Work to do: Update the records by replacing "wooden" with "metal" everywhere it appears, leaving everything else unchanged, and omit the pictures from your answer.

Records for processing:
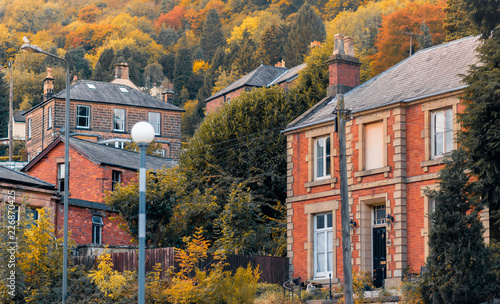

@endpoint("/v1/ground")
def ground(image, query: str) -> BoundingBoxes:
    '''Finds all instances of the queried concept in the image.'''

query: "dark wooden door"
[373,227,387,287]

Response:
@endpoint("/v1/ground")
def ground(image, query: str) -> BoundingBoxes:
    '''Finds all instances of the queried concept in the image.'''

query: "dark metal door"
[373,227,387,287]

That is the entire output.